▶ _What needs to be done_
Copy the items word for word from the very start through the line that contains "[[597, 488]]", including that line, and leave the pictures out of your copy.

▶ _Exercise materials_

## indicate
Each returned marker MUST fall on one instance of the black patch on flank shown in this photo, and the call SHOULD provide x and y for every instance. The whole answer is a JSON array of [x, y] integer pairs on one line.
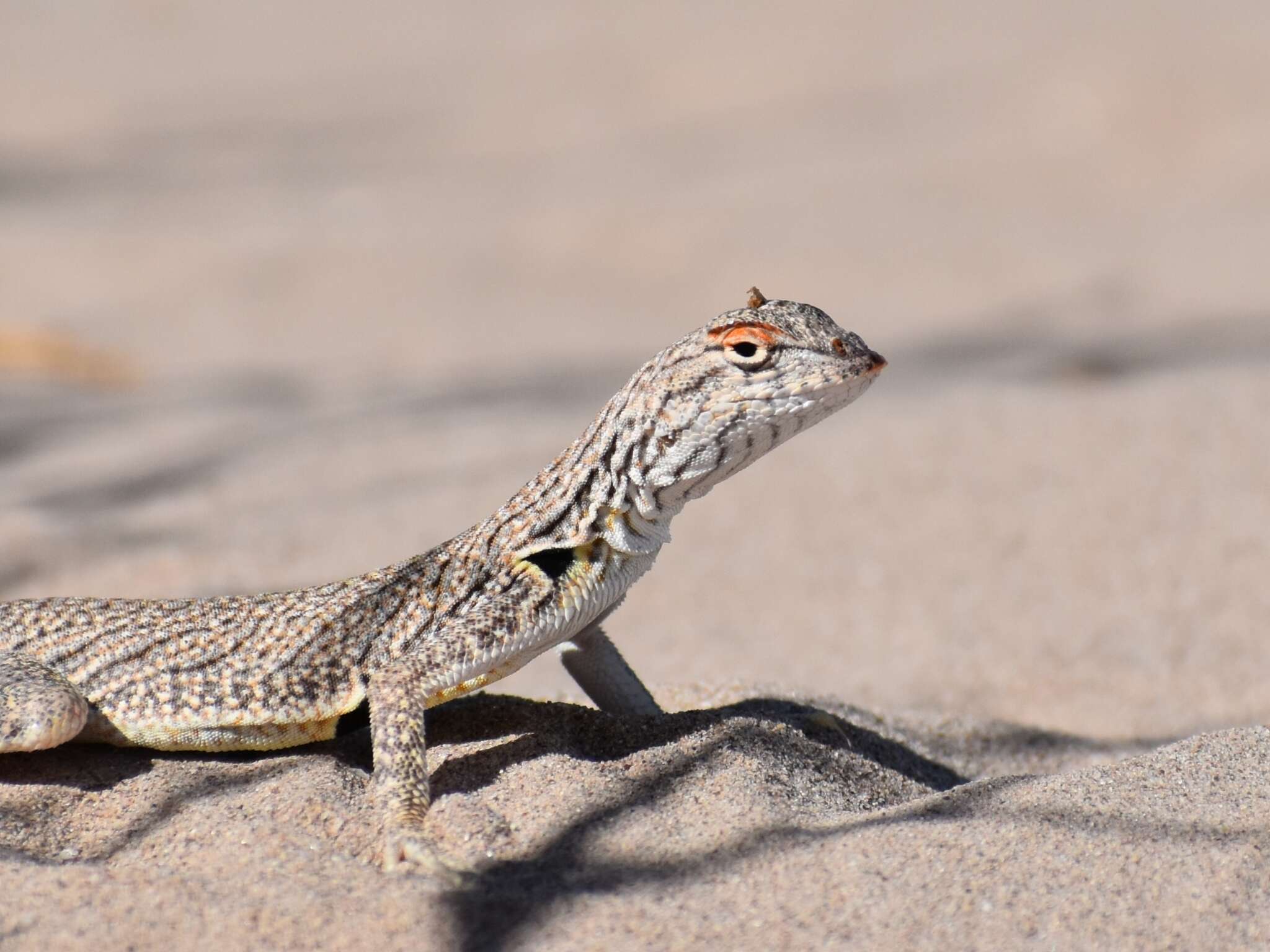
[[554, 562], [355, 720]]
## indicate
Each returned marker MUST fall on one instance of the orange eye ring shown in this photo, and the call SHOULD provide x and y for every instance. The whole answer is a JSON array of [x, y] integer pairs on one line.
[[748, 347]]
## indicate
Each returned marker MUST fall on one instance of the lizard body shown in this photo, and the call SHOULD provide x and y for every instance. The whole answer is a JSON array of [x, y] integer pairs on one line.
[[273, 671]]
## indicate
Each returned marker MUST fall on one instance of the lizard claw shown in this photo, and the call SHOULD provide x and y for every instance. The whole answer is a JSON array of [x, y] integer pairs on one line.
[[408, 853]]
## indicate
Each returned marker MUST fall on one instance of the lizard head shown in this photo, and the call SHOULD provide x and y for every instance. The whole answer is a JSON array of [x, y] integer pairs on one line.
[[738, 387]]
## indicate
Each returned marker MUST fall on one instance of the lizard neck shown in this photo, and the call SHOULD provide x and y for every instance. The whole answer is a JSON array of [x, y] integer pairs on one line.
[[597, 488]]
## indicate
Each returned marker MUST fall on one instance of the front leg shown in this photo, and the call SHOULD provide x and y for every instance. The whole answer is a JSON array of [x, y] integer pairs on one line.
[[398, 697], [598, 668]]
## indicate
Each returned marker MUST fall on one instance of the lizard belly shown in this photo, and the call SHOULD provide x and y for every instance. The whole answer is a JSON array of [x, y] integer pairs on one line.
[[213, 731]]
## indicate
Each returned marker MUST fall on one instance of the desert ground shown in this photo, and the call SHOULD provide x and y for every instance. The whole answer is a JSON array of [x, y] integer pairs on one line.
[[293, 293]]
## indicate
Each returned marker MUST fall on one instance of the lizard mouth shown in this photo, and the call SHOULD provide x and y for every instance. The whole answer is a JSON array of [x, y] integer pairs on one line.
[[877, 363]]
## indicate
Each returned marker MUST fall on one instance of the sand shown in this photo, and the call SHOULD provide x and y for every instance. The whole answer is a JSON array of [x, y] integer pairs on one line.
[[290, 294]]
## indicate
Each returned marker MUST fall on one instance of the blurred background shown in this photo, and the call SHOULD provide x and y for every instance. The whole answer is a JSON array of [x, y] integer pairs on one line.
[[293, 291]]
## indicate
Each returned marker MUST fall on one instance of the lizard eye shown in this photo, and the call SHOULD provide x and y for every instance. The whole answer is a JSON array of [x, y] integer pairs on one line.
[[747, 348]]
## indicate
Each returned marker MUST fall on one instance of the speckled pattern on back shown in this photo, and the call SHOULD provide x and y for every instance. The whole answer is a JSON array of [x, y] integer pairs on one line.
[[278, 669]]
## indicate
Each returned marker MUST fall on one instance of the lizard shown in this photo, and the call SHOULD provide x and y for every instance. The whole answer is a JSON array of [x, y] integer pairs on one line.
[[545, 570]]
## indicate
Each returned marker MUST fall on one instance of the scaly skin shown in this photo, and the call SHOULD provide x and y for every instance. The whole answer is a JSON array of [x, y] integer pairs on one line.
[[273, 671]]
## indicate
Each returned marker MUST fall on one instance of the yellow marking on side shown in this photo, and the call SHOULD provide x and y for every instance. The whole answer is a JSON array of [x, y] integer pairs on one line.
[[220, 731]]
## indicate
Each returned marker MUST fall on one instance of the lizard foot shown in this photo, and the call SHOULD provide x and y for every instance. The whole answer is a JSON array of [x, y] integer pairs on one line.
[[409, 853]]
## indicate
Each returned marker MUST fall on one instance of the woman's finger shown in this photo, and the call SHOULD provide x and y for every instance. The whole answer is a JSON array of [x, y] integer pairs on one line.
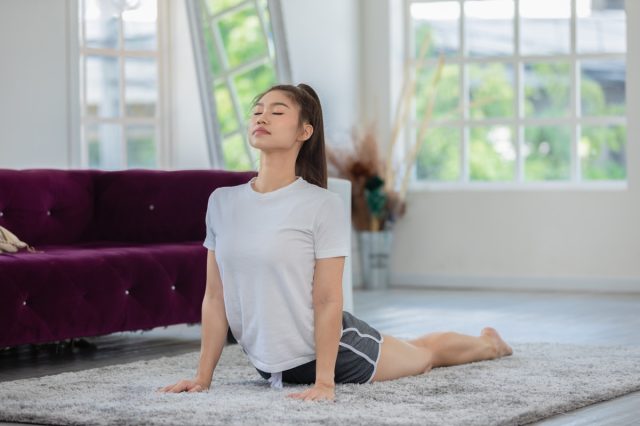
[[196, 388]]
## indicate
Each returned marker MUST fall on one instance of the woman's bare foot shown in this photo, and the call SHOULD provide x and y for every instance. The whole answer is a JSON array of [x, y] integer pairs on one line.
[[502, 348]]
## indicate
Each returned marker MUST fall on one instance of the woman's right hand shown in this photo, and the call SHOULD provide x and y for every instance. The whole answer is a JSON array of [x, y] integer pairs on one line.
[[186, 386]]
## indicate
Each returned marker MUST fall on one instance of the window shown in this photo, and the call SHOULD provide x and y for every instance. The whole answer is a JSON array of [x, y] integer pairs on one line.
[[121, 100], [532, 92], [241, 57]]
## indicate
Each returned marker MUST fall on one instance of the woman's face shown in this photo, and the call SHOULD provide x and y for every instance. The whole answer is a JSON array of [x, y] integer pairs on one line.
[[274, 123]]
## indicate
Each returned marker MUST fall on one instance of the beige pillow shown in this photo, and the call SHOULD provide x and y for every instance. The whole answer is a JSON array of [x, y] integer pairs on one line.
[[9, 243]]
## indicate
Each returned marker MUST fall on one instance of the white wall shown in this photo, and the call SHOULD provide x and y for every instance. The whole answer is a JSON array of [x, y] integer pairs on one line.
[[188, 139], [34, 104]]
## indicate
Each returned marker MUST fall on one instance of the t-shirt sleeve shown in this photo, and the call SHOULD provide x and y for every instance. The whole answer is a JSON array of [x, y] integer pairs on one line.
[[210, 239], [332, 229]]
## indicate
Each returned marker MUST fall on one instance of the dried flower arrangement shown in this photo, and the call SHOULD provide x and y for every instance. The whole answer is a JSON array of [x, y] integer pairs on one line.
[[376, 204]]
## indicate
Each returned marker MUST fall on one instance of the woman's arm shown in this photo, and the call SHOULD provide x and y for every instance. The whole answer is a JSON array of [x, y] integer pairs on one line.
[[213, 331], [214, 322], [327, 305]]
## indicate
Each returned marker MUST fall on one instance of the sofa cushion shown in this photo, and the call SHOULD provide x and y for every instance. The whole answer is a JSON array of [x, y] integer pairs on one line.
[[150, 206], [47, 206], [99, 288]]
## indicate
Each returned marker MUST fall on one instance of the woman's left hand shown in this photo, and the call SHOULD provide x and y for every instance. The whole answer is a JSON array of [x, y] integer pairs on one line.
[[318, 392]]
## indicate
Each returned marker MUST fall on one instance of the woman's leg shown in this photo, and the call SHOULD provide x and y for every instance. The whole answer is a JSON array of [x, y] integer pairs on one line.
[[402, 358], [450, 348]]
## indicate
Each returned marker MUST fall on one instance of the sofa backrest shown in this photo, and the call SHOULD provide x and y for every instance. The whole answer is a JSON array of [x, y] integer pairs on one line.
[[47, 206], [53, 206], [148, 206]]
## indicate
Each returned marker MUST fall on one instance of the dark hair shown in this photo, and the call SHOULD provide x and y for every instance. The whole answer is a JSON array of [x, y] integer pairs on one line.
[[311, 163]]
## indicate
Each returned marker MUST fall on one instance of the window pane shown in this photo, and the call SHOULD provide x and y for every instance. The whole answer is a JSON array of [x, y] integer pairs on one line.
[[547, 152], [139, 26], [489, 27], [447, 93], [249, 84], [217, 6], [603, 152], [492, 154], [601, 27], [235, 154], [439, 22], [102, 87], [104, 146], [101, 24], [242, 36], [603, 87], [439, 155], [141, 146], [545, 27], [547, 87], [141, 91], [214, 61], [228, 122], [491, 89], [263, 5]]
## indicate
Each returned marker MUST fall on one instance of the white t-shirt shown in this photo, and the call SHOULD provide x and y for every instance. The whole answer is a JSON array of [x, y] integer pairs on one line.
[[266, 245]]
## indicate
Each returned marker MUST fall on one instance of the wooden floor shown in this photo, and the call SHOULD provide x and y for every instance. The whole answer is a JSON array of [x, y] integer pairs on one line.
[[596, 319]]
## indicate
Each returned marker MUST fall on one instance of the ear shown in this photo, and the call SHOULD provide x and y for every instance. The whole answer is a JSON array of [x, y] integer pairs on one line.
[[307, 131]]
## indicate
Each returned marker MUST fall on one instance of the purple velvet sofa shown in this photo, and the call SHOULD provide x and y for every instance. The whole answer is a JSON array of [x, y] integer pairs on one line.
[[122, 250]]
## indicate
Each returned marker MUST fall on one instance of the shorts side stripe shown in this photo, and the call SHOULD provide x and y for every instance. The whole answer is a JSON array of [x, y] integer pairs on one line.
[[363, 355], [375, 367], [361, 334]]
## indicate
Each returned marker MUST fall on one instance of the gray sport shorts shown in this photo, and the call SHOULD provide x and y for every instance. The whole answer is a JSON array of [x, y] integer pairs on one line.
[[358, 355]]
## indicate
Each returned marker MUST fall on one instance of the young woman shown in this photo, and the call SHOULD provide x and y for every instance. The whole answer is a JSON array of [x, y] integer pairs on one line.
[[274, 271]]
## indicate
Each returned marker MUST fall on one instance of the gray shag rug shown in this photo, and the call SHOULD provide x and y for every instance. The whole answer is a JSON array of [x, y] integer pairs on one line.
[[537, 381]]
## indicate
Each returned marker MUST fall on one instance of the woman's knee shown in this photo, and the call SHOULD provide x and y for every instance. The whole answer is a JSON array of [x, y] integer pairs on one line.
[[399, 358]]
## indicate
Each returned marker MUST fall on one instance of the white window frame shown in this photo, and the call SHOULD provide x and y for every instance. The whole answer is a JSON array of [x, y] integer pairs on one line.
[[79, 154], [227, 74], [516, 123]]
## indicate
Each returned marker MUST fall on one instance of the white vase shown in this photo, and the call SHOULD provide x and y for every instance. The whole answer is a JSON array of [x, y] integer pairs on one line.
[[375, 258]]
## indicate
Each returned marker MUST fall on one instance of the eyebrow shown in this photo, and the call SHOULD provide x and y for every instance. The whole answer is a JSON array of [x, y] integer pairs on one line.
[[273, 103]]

▶ _Written solution_
## indicate
Each returned marker MUST fall on one instance of the black patch on flank shown in this photo, and the call SHOULD provide x and y for every instance. The whole answer is a JSON array of [x, y] integer pairs on one line.
[[554, 562], [355, 720]]
## indicate
Each returned marker MUST fall on one instance of the orange eye ring shown in this photo, and the call SHOULD provide x and y for every instance. The whole answer is a JSON array of [x, y] integer pairs on one line.
[[748, 347]]
## indicate
Each returned marker MUST fall on one instance of the lizard body shown in this photo, and the call SHOULD provide x and y for every instance. The whole answer is a JSON array of [x, y] integer pairs on one line.
[[273, 671]]
## indicate
Each returned marker MUST fall on one instance of the lizard claw shown in this photo, and the call SHOULD provide x and y for every instance. The whole answer is a JSON array of [x, y] integer pairs on one line.
[[408, 853]]
## indicate
Each returned marker MUST fall on one instance of the lizard head shown in this photo, and the call SHOULD provide x and y for every instance. The whole answer is a JSON array of [x, y] integer pairs on one line.
[[738, 387]]
## indicate
Each returned marker MUST fall on one instance of the lizard neck shown in this photo, and the call SHOULD provide x and y for every instance. The whole answer is a JSON array of [x, y] integer pairs on one line.
[[597, 488]]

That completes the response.